EXERCISE OBJECTIVE |
Copy out the CoIn repository README below word for word, from its title to its closing line.

STUDY TEXT |
# LLM-Auditing-CoIn

This repository contains the implementation for CoIn. The code is organized by stages as follows:

## Directory Overview

### `0_preprocess/`
Scripts for data preprocessing. A subset of data is sampled from HuggingFace datasets.

### `1_mk_data/`
Constructs training and evaluation data for the two matching heads: **Tokens2Block** and **Block2Answer**.

### `2_hash_tree/`
Implements hash tree construction, verification, and profiling.

### `3_Block2Answer/`
Training and evaluation code for the **Block-to-Answer Verification** component.

### `3_Tokens2Block/`
Training and evaluation code for the **Tokens-to-Block Verification** component.

### `4_train_verifier/`
Contains scripts to train the learning-based verifier used in the CoIn pipeline.

### `5_CoIn_pipeline/`
Implements the full CoIn auditing workflow. This is the core component of the project.

### `6_discussion/`
Code used in the discussion section of the paper. Requires local deployment of `Qwen-2.5-70B-Instruct` via vLLM.

### `7_eval_data/`
Evaluation datasets used in the CoIn pipeline. Due to file size constraints, only block size 256 samples from **OpenR1-Math-220k** are provided here, with 10 samples per category. More comprehensive data will be released after paper acceptance.

## Reproducibility

All experiments in this project use a fixed random seed of `42`. We ensure full reproducibility of all reported results.

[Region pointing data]
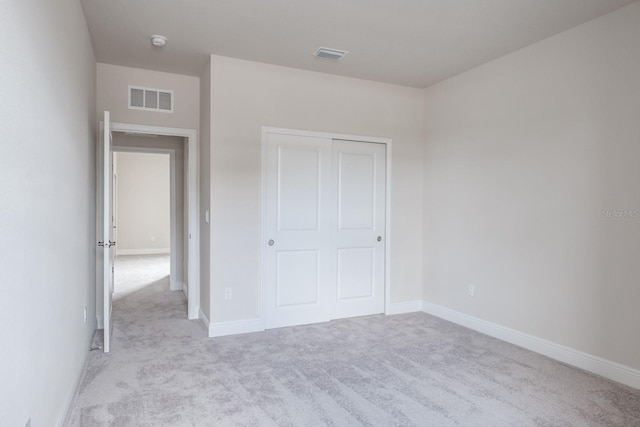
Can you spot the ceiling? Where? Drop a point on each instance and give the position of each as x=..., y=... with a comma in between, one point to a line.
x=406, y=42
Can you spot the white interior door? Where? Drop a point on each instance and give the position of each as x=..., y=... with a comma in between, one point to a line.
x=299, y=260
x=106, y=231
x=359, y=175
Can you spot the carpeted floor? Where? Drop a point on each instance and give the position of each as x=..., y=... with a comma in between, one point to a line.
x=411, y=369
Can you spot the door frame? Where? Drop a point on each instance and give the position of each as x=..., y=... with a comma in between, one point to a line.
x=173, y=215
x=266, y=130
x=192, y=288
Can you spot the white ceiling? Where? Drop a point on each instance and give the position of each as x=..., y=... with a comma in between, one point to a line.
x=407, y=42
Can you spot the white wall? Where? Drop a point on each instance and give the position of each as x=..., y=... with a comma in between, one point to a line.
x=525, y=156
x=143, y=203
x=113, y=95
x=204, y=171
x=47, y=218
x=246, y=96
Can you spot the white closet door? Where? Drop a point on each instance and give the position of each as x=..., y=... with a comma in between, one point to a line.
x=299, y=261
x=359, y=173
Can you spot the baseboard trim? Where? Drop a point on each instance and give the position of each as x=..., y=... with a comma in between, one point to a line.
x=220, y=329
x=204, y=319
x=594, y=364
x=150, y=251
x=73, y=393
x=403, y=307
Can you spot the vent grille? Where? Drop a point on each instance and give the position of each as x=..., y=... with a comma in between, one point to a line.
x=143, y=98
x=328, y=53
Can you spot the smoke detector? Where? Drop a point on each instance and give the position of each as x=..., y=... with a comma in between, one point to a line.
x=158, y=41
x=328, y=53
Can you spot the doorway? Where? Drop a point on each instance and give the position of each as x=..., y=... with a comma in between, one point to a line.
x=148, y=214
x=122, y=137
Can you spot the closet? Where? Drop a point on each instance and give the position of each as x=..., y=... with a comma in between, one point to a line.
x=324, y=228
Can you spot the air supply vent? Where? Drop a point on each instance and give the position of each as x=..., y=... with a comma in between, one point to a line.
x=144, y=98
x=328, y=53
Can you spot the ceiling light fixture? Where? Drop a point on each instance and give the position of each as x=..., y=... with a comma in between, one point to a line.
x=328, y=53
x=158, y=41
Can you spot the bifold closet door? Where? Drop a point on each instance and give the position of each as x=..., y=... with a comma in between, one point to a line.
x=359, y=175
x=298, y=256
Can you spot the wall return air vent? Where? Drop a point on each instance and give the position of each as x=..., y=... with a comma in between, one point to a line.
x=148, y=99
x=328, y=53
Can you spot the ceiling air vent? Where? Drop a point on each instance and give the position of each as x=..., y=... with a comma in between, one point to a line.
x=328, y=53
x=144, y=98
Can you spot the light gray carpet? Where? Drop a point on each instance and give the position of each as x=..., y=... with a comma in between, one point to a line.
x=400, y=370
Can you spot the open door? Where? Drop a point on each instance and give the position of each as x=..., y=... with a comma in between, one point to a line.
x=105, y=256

YOUR RESPONSE |
# LLM-Auditing-CoIn

This repository contains the implementation for CoIn. The code is organized by stages as follows:

## Directory Overview

### `0_preprocess/`
Scripts for data preprocessing. A subset of data is sampled from HuggingFace datasets.

### `1_mk_data/`
Constructs training and evaluation data for the two matching heads: **Tokens2Block** and **Block2Answer**.

### `2_hash_tree/`
Implements hash tree construction, verification, and profiling.

### `3_Block2Answer/`
Training and evaluation code for the **Block-to-Answer Verification** component.

### `3_Tokens2Block/`
Training and evaluation code for the **Tokens-to-Block Verification** component.

### `4_train_verifier/`
Contains scripts to train the learning-based verifier used in the CoIn pipeline.

### `5_CoIn_pipeline/`
Implements the full CoIn auditing workflow. This is the core component of the project.

### `6_discussion/`
Code used in the discussion section of the paper. Requires local deployment of `Qwen-2.5-70B-Instruct` via vLLM.

### `7_eval_data/`
Evaluation datasets used in the CoIn pipeline. Due to file size constraints, only block size 256 samples from **OpenR1-Math-220k** are provided here, with 10 samples per category. More comprehensive data will be released after paper acceptance.

## Reproducibility

All experiments in this project use a fixed random seed of `42`. We ensure full reproducibility of all reported results.